== Provided records

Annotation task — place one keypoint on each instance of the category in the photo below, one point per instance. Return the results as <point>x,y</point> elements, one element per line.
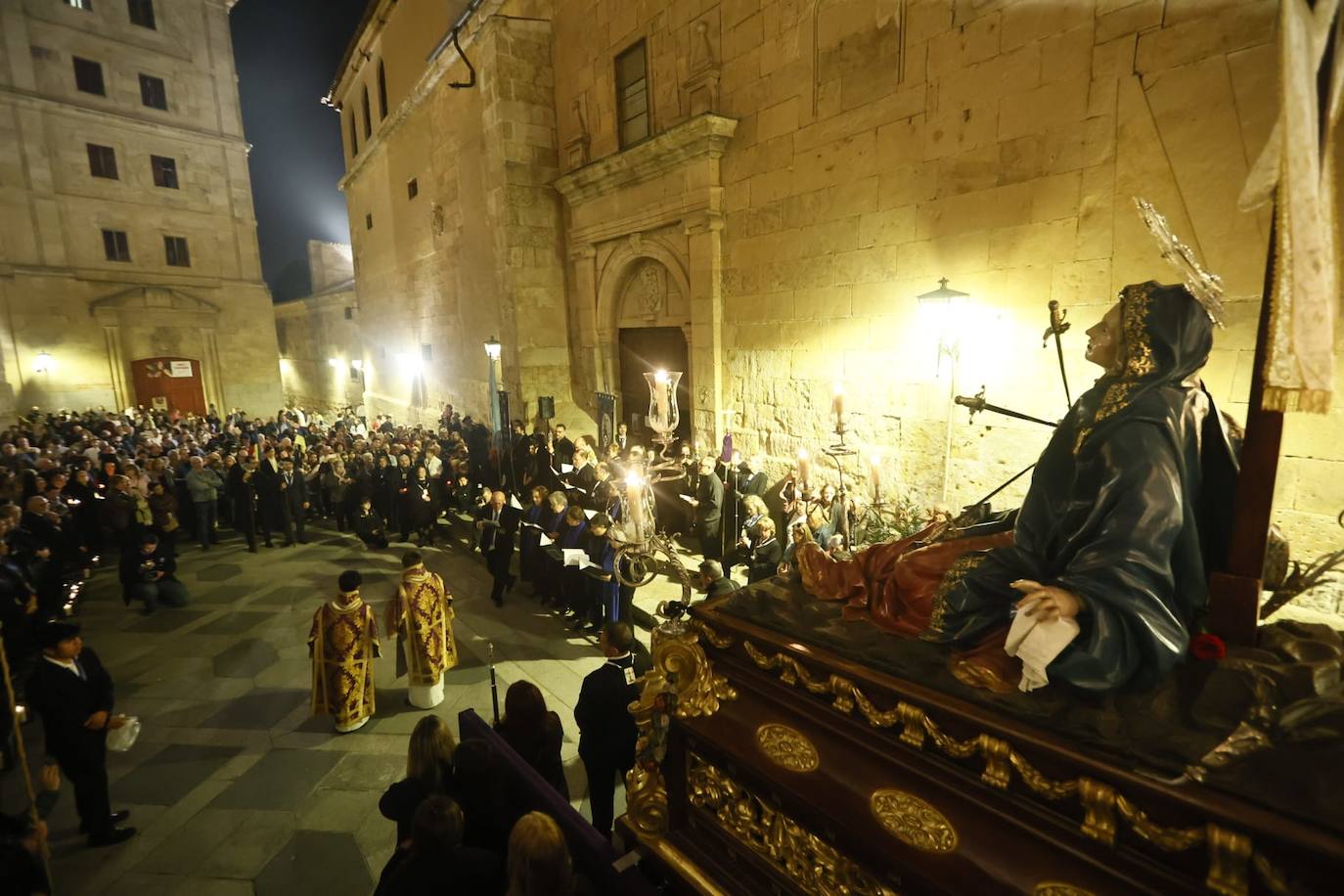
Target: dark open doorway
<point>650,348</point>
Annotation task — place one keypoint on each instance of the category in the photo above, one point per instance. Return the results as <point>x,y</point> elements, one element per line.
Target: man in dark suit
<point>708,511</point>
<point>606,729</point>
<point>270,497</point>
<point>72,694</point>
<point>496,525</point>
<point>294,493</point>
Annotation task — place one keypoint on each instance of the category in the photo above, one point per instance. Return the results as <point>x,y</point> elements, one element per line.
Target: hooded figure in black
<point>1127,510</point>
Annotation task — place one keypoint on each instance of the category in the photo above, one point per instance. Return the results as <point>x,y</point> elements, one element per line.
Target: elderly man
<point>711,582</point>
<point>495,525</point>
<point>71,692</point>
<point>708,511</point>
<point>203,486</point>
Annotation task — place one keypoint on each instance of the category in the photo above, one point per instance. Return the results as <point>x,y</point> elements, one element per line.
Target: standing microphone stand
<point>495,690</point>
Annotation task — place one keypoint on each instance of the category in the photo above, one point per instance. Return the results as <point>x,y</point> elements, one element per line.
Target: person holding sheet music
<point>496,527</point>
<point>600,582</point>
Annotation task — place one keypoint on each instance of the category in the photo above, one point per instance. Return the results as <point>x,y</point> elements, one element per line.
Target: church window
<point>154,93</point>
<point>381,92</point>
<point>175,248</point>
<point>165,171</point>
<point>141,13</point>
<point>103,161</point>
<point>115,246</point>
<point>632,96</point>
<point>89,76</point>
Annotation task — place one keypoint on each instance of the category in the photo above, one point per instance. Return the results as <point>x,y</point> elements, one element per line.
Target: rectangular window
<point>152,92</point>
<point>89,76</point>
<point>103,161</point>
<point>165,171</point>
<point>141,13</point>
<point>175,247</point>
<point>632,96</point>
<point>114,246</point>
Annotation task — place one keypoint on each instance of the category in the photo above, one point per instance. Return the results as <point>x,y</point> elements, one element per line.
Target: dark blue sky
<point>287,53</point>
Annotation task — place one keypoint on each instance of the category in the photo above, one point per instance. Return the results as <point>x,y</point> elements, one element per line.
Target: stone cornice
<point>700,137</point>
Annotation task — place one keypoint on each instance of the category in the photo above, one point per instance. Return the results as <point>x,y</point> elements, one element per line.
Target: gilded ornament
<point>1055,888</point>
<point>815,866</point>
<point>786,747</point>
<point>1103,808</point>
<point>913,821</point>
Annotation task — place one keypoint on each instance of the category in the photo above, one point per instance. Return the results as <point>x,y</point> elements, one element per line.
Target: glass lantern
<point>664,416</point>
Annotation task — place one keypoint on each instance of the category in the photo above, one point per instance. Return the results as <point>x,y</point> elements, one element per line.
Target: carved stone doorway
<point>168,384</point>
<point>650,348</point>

====

• **Instructions to follow**:
Your copy of the listing should match it exactly, apart from the pictures, which are left out.

• **Problem solution**:
Annotation task — place one keypoint on each instance of the category in the photo below, one point per instance. Return the results as <point>x,y</point> elements, one element per line.
Target: dark open doorway
<point>650,348</point>
Annotation task — place one keypoint on each instance of the category in the photo above, one point per instance. Return the results as <point>x,y</point> elements, one element per line.
Target: man in dark suit
<point>708,511</point>
<point>606,729</point>
<point>270,497</point>
<point>72,694</point>
<point>496,525</point>
<point>294,493</point>
Annotation task — place one keypoint on each instance of the category in the photo above, one point per instance. Return the results as <point>x,y</point> elements, one element per line.
Target: hooded figure in black
<point>1127,510</point>
Annotation task — place one keypoint on each instance of the category in the photo above, one point per instance. Return the results as <point>x,y</point> elements, one element per line.
Target: elderly man
<point>711,582</point>
<point>495,525</point>
<point>71,692</point>
<point>708,511</point>
<point>203,486</point>
Annotation task — place one keypoint on each instance of the category in the photo above, one point per instance. Return the results as <point>x,y</point> elements, one element per line.
Target: standing microphone stand
<point>495,690</point>
Annotation task — place one keypoint on each instance of the category in the photo above, one point per instance. Return the results as <point>x,y</point> elements, one element per line.
Target: person holding sheet music
<point>496,527</point>
<point>600,582</point>
Annotation task — place one keypoint on each instance of the category in the photo above, one point per instance. Return the results as <point>x,y</point> elements, one element per line.
Target: church window
<point>154,93</point>
<point>381,92</point>
<point>175,248</point>
<point>165,171</point>
<point>141,13</point>
<point>103,161</point>
<point>115,246</point>
<point>632,96</point>
<point>89,76</point>
Annotation task — place one keypoint on each instance of the category in the photo above, one point per instance. Return the results as <point>x,y</point> elements, one element per line.
Target: rectangular window
<point>152,92</point>
<point>89,76</point>
<point>103,161</point>
<point>165,171</point>
<point>141,13</point>
<point>175,247</point>
<point>632,96</point>
<point>114,246</point>
Annotation task — place one keypoint on each instance of the category in the photo above, one point per instance. Return the results as <point>x,y</point> elements, one element per line.
Target: dark blue sky
<point>287,53</point>
Annotation task — place one keypoint on each instance of the category in the photo above, one point per instance. Return the results as <point>x,y</point> elements, one element per line.
Target: stone cornice
<point>700,137</point>
Annotation task — place one keypoint on each instance of the category in the photo above, one point per instance. Return the results as <point>x,y</point> elements, one element per line.
Target: gilded ornament
<point>1055,888</point>
<point>815,866</point>
<point>786,747</point>
<point>1103,808</point>
<point>913,821</point>
Annotation task — place one keypoint on each instance of the category in the photo above, one point per instance. Return the results as <point>x,y</point> elements, one element per line.
Target: glass lantern
<point>664,416</point>
Annotation task — place one keypoint on each instance of the category in the photo above, one point per instance. Return the results as <point>x,y</point> elements, one element per line.
Target: carved stone doorway
<point>168,384</point>
<point>650,348</point>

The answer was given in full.